--- Data to process Enclosed Below ---
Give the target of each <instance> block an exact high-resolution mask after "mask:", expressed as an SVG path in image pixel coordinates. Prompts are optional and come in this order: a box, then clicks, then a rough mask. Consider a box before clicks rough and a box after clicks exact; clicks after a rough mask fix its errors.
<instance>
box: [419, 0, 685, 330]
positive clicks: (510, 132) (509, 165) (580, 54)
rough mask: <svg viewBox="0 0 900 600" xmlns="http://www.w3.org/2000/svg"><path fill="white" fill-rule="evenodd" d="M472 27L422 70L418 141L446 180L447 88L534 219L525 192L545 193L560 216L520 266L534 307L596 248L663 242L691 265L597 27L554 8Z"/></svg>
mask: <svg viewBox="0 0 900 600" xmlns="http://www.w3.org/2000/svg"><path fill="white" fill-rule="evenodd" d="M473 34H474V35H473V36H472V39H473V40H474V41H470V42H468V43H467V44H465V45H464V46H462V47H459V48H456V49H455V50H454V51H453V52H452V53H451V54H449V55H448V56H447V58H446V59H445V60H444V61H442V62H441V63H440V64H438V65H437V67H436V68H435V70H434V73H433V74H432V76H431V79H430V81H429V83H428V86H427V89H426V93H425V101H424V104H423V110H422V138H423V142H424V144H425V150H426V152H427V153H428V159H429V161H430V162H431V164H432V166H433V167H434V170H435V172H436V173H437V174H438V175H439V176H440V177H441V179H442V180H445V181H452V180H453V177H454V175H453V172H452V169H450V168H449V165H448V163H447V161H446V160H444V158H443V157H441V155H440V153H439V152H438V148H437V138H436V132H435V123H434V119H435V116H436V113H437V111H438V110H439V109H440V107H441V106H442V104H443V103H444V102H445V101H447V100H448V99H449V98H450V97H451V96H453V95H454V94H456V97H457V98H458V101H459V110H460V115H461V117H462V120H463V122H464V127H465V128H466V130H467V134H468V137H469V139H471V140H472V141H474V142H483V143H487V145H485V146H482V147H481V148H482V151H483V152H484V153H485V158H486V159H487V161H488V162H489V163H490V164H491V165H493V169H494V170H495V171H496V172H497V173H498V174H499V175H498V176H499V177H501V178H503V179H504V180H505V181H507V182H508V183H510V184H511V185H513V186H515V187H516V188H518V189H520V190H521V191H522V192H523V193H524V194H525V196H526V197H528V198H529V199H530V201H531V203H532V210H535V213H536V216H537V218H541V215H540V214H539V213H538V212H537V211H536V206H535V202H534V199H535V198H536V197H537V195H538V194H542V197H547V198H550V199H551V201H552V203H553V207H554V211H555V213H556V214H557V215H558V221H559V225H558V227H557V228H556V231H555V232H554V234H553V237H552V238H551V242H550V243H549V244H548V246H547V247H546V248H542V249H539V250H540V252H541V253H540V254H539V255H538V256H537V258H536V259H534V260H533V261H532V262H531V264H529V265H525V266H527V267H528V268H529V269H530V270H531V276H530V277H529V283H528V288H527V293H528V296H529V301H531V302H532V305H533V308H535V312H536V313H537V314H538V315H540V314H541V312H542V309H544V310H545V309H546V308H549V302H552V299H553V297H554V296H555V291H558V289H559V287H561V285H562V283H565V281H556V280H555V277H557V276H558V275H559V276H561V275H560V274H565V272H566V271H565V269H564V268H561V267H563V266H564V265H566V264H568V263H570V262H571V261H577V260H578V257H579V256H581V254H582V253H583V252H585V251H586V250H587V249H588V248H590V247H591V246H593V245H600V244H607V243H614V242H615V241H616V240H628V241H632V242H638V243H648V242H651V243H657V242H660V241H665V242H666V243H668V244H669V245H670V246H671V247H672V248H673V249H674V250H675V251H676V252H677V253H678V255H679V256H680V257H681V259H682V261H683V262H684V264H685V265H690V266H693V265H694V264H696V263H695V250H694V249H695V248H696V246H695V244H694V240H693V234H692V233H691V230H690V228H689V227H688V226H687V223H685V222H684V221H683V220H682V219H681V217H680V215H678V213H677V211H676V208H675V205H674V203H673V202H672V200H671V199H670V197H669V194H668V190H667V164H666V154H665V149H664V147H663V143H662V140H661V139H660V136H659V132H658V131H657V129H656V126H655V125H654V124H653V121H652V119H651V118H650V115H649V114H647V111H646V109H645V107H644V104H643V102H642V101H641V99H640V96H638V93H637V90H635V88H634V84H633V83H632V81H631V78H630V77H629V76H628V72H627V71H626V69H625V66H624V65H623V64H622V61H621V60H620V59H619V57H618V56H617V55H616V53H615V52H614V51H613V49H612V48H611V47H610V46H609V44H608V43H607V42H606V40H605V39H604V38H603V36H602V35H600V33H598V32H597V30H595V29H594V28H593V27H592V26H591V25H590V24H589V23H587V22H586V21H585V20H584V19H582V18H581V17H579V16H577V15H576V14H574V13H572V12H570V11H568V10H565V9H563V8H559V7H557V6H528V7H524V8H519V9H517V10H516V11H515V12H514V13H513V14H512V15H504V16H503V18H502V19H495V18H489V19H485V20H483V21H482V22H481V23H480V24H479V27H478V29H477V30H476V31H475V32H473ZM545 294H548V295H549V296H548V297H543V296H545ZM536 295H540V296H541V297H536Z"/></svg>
--- End of Enclosed Data to process ---
* Aim of the exercise *
Could you restate the data above, substituting "coarse mask" for each occurrence of "rough mask" and leaving everything else as it is?

* Output of the exercise *
Give the target of each <instance> block an exact high-resolution mask after "mask:", expressed as an SVG path in image pixel coordinates. Prompts are optional and come in this order: a box, then clicks, then a coarse mask. Consider a box before clicks rough and a box after clicks exact; clicks after a coarse mask fix its errors.
<instance>
box: [419, 0, 685, 330]
positive clicks: (510, 132) (509, 165) (580, 54)
coarse mask: <svg viewBox="0 0 900 600" xmlns="http://www.w3.org/2000/svg"><path fill="white" fill-rule="evenodd" d="M472 27L422 70L418 141L446 180L447 88L534 219L525 192L545 193L560 216L520 266L534 307L596 248L663 242L691 265L597 27L554 8Z"/></svg>
mask: <svg viewBox="0 0 900 600" xmlns="http://www.w3.org/2000/svg"><path fill="white" fill-rule="evenodd" d="M473 34H474V35H473V36H472V39H473V40H474V41H470V42H468V43H467V44H465V45H464V46H462V47H459V48H456V49H455V50H454V51H453V52H452V53H451V54H449V55H448V56H447V58H446V59H445V60H444V61H442V62H441V63H440V64H438V65H437V67H436V68H435V70H434V73H433V74H432V76H431V79H430V81H429V83H428V86H427V89H426V93H425V101H424V104H423V110H422V138H423V142H424V144H425V150H426V152H427V153H428V159H429V161H430V162H431V164H432V166H433V167H434V170H435V172H436V173H437V174H438V175H439V176H440V177H441V179H442V180H445V181H452V180H453V177H454V175H453V172H452V169H450V168H449V165H448V163H447V161H446V160H444V158H443V157H441V155H440V153H439V152H438V148H437V138H436V132H435V123H434V119H435V116H436V113H437V111H438V110H439V109H440V107H441V106H442V104H443V103H444V102H445V101H447V100H448V99H449V98H450V97H451V96H453V95H454V94H456V97H457V98H458V101H459V110H460V115H461V117H462V120H463V122H464V127H465V128H466V130H467V134H468V137H469V139H471V140H472V141H474V142H483V143H487V145H485V146H482V147H481V148H482V151H483V152H484V153H485V158H486V159H487V161H488V162H489V163H490V164H491V165H493V169H494V170H495V171H496V172H497V173H498V174H499V175H498V176H499V177H501V178H503V179H504V180H505V181H507V182H508V183H510V184H511V185H513V186H515V187H516V188H518V189H520V190H521V191H522V192H523V193H524V194H525V196H526V197H528V198H529V199H530V201H531V203H532V210H535V213H536V216H537V218H541V215H540V214H539V213H538V212H537V211H536V206H535V202H534V199H535V198H536V197H537V195H538V194H542V197H547V198H550V199H551V201H552V203H553V207H554V211H555V213H556V214H557V215H558V221H559V225H558V227H557V228H556V231H555V232H554V234H553V237H552V238H551V242H550V243H549V244H548V246H547V247H546V248H542V249H539V250H540V252H541V253H540V254H539V255H538V256H537V258H536V259H534V260H533V261H532V262H531V264H529V265H525V266H527V267H528V268H529V269H530V270H531V276H530V277H529V283H528V288H527V293H528V296H529V301H531V302H532V305H533V308H535V312H536V313H537V314H538V315H540V314H541V312H542V309H544V310H545V309H546V308H549V302H552V299H553V297H554V296H555V291H558V289H559V287H561V285H562V283H565V281H556V280H555V277H557V276H558V275H559V276H561V275H560V274H565V272H566V271H565V269H564V268H561V267H563V266H564V265H566V264H568V263H570V262H571V261H577V260H578V257H579V256H581V254H582V253H583V252H585V251H586V250H587V249H588V248H590V247H591V246H593V245H600V244H607V243H614V242H615V241H616V240H628V241H632V242H638V243H648V242H651V243H657V242H660V241H665V242H666V243H668V244H669V245H670V246H671V247H672V248H673V249H674V250H675V251H676V252H677V253H678V255H679V256H680V257H681V259H682V261H683V262H684V264H685V265H690V266H693V265H694V264H696V263H695V250H694V249H695V248H696V246H695V244H694V240H693V234H692V233H691V230H690V228H689V227H688V226H687V223H685V222H684V221H683V220H682V219H681V217H680V215H678V213H677V211H676V208H675V205H674V203H673V202H672V200H671V199H670V197H669V194H668V190H667V164H666V154H665V149H664V147H663V143H662V140H661V139H660V136H659V132H658V131H657V129H656V126H655V125H654V124H653V121H652V119H651V118H650V115H649V114H647V111H646V109H645V107H644V104H643V102H642V101H641V99H640V96H638V93H637V90H635V88H634V84H633V83H632V81H631V78H630V77H629V76H628V72H627V71H626V69H625V66H624V65H623V64H622V61H621V60H620V59H619V57H618V56H617V55H616V53H615V52H614V51H613V49H612V48H611V47H610V46H609V44H608V43H607V42H606V40H605V39H604V38H603V36H602V35H600V33H598V32H597V30H595V29H594V28H593V27H592V26H591V25H590V24H589V23H587V22H586V21H585V20H584V19H582V18H581V17H579V16H577V15H576V14H574V13H572V12H570V11H568V10H565V9H563V8H559V7H557V6H528V7H524V8H519V9H517V10H516V11H515V12H514V13H513V14H512V15H504V16H503V18H502V19H495V18H489V19H485V20H483V21H482V22H481V23H480V24H479V27H478V29H477V30H476V31H475V32H473ZM545 294H548V295H549V296H548V297H543V296H545ZM536 295H540V296H541V297H536Z"/></svg>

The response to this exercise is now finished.